What is expected
Each entry below needs to be reproduced exactly as given.

Given information
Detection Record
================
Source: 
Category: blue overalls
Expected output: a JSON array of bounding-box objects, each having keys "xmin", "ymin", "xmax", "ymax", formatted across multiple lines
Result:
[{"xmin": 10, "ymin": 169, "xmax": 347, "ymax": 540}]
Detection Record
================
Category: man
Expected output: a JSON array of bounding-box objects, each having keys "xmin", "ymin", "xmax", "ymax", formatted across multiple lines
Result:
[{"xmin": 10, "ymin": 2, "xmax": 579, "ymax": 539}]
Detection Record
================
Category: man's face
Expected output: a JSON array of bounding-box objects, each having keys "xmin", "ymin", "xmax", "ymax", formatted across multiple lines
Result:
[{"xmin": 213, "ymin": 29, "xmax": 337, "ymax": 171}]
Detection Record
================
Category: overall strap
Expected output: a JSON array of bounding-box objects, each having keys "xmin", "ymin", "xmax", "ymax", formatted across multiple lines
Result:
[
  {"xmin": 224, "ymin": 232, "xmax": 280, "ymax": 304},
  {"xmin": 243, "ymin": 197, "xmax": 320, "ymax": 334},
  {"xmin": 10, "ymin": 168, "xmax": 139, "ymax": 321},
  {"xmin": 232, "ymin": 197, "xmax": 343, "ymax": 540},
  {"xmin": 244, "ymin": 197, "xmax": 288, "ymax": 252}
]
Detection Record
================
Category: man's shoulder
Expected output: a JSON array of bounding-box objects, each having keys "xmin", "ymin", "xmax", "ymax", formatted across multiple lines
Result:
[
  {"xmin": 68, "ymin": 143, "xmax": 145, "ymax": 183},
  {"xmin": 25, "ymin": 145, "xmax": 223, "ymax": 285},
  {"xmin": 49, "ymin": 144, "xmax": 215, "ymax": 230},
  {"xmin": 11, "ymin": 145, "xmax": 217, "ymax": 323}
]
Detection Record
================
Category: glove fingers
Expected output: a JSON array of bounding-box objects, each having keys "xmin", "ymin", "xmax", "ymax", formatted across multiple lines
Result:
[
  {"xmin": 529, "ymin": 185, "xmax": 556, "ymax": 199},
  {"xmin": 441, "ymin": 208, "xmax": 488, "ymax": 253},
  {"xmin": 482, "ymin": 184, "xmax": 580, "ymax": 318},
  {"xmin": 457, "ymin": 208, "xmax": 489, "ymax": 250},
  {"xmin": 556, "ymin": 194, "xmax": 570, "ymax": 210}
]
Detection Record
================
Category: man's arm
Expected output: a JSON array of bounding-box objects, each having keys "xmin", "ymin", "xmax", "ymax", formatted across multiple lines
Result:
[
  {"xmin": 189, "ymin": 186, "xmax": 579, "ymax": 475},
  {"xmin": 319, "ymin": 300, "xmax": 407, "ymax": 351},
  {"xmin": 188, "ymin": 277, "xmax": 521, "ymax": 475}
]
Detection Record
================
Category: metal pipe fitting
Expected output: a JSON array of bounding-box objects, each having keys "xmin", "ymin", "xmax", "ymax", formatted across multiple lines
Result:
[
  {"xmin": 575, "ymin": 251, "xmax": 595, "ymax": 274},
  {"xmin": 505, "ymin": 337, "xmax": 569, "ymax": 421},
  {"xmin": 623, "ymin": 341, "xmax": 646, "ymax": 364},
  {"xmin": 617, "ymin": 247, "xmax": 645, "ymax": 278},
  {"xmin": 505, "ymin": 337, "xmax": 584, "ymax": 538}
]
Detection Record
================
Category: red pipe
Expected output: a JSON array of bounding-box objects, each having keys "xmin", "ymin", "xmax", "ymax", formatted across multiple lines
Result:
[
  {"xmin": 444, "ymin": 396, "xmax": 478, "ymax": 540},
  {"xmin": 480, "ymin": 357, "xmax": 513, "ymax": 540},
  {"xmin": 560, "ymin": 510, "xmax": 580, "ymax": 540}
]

Output below
Detection Record
================
Source: 
Category: blue overalls
Expected output: a JSON array of bounding-box objects, each having keys "xmin", "ymin", "xmax", "ymax", formatted across multiple lines
Result:
[{"xmin": 10, "ymin": 169, "xmax": 347, "ymax": 540}]
Detection Record
================
Category: man
Expected output: a JSON array of bounding-box objects, each having keys "xmin", "ymin", "xmax", "ymax", formatted across multiple lines
Result:
[{"xmin": 10, "ymin": 2, "xmax": 579, "ymax": 539}]
Detection Record
================
Category: man's face
Expected output: a JSON array of bounding-box objects, each having keys "xmin", "ymin", "xmax", "ymax", formatted across multiple lines
Result:
[{"xmin": 213, "ymin": 29, "xmax": 337, "ymax": 171}]
Detection Record
================
Category: overall strap
Expected output: a JSON array of bounding-box objects, each having keys "xmin", "ymin", "xmax", "ymax", formatted across multiple lines
Result:
[
  {"xmin": 224, "ymin": 232, "xmax": 280, "ymax": 304},
  {"xmin": 243, "ymin": 197, "xmax": 320, "ymax": 334},
  {"xmin": 10, "ymin": 168, "xmax": 139, "ymax": 321},
  {"xmin": 232, "ymin": 197, "xmax": 343, "ymax": 540},
  {"xmin": 244, "ymin": 197, "xmax": 288, "ymax": 252}
]
Detection Record
================
Category: man's shoulder
Expected output: a JSON array of bounding-box objects, each having keys "xmin", "ymin", "xmax", "ymax", formatted across multiple lines
Result:
[
  {"xmin": 68, "ymin": 143, "xmax": 145, "ymax": 183},
  {"xmin": 25, "ymin": 145, "xmax": 223, "ymax": 285},
  {"xmin": 49, "ymin": 144, "xmax": 215, "ymax": 230},
  {"xmin": 11, "ymin": 145, "xmax": 217, "ymax": 323}
]
Detection Record
================
Category: glove fingers
Expected output: a JSON array of bounding-box objects, each having keys "xmin", "ymin", "xmax", "ymax", formatted across multiple lines
Result:
[
  {"xmin": 529, "ymin": 185, "xmax": 556, "ymax": 199},
  {"xmin": 441, "ymin": 208, "xmax": 488, "ymax": 253},
  {"xmin": 482, "ymin": 184, "xmax": 580, "ymax": 318},
  {"xmin": 457, "ymin": 208, "xmax": 489, "ymax": 250},
  {"xmin": 556, "ymin": 194, "xmax": 570, "ymax": 210}
]
Detection Record
================
Category: man's arm
Expected output: a JSON array of bounding-box objects, each having keys "xmin", "ymin", "xmax", "ymax", formatted across multiple lines
Result:
[
  {"xmin": 189, "ymin": 186, "xmax": 579, "ymax": 475},
  {"xmin": 319, "ymin": 300, "xmax": 407, "ymax": 351},
  {"xmin": 188, "ymin": 277, "xmax": 521, "ymax": 475}
]
Detection Record
================
Category: metal pipe fitting
Expected output: a JSON array of bounding-box objects, each having keys "xmin", "ymin", "xmax", "ymax", formatted across multiple lines
Result:
[
  {"xmin": 575, "ymin": 251, "xmax": 595, "ymax": 274},
  {"xmin": 505, "ymin": 337, "xmax": 569, "ymax": 421},
  {"xmin": 623, "ymin": 341, "xmax": 646, "ymax": 364},
  {"xmin": 617, "ymin": 247, "xmax": 645, "ymax": 278},
  {"xmin": 505, "ymin": 337, "xmax": 584, "ymax": 538}
]
Detection Record
================
Category: red pipe
Expected output: a JSON array of bounding-box objects, each having keys "xmin", "ymin", "xmax", "ymax", formatted across multiple lines
Result:
[
  {"xmin": 444, "ymin": 396, "xmax": 478, "ymax": 540},
  {"xmin": 480, "ymin": 357, "xmax": 513, "ymax": 540},
  {"xmin": 560, "ymin": 510, "xmax": 580, "ymax": 540}
]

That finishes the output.